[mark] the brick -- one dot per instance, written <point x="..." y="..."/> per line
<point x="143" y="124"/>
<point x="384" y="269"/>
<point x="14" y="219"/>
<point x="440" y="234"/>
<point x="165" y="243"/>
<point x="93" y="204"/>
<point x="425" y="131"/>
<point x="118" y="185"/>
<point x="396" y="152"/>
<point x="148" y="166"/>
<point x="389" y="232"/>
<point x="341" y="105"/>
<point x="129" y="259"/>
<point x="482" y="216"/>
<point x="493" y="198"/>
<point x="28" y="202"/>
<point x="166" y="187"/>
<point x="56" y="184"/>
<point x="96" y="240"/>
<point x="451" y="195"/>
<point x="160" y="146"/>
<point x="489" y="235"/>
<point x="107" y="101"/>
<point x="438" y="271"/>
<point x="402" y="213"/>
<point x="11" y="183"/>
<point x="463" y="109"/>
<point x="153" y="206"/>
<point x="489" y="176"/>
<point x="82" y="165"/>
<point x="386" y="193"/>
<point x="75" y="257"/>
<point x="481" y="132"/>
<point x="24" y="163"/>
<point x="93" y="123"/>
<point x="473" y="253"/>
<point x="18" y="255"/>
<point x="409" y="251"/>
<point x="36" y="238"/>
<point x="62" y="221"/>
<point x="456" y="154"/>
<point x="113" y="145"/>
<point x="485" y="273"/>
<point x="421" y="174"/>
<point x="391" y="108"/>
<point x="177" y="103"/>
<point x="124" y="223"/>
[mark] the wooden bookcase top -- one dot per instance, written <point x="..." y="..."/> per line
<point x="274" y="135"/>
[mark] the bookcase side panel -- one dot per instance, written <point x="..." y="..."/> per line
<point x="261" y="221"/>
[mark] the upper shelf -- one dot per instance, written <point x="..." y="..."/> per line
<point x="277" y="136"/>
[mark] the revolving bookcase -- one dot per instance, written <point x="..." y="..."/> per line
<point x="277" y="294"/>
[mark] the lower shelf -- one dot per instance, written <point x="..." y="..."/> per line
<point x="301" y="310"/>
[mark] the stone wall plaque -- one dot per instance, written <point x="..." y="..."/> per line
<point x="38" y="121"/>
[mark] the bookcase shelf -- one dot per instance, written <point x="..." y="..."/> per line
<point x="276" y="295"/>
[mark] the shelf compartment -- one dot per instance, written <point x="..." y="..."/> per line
====================
**Task brief**
Each record above should be output again exactly.

**Completed exercise**
[mark] the brick -- one dot per instance, written <point x="..." y="..."/> per line
<point x="143" y="124"/>
<point x="384" y="269"/>
<point x="14" y="219"/>
<point x="440" y="234"/>
<point x="165" y="243"/>
<point x="93" y="204"/>
<point x="425" y="131"/>
<point x="118" y="185"/>
<point x="396" y="152"/>
<point x="148" y="166"/>
<point x="389" y="232"/>
<point x="341" y="105"/>
<point x="129" y="259"/>
<point x="482" y="216"/>
<point x="493" y="198"/>
<point x="28" y="202"/>
<point x="166" y="187"/>
<point x="56" y="184"/>
<point x="96" y="240"/>
<point x="451" y="195"/>
<point x="160" y="146"/>
<point x="489" y="235"/>
<point x="107" y="101"/>
<point x="438" y="271"/>
<point x="402" y="213"/>
<point x="11" y="183"/>
<point x="463" y="109"/>
<point x="153" y="206"/>
<point x="489" y="176"/>
<point x="82" y="165"/>
<point x="386" y="193"/>
<point x="75" y="257"/>
<point x="481" y="132"/>
<point x="24" y="163"/>
<point x="93" y="123"/>
<point x="473" y="253"/>
<point x="18" y="255"/>
<point x="409" y="251"/>
<point x="36" y="238"/>
<point x="62" y="221"/>
<point x="456" y="154"/>
<point x="113" y="145"/>
<point x="485" y="273"/>
<point x="421" y="174"/>
<point x="391" y="108"/>
<point x="177" y="103"/>
<point x="124" y="223"/>
[mark] the wooden bookcase top -- one dot per instance, written <point x="..." y="..."/> per line
<point x="274" y="135"/>
[mark] the bookcase side panel -- one dot per instance, written <point x="..." y="..."/> per line
<point x="261" y="221"/>
[mark] the upper shelf -- one dot per instance, written <point x="..." y="..."/> per line
<point x="277" y="136"/>
[mark] the revolving bookcase -- one dot per instance, written <point x="..." y="..."/> per line
<point x="277" y="294"/>
[mark] the lower shelf -- one dot per instance, written <point x="..." y="..."/> per line
<point x="301" y="310"/>
[mark] the stone wall plaque -- one dot per instance, written <point x="..." y="..."/> per line
<point x="38" y="121"/>
[mark] the bookcase shelf -- one dot per instance, written <point x="..." y="..."/> per line
<point x="276" y="295"/>
[mark] the shelf compartment -- one dot per instance, written <point x="..." y="..."/> per line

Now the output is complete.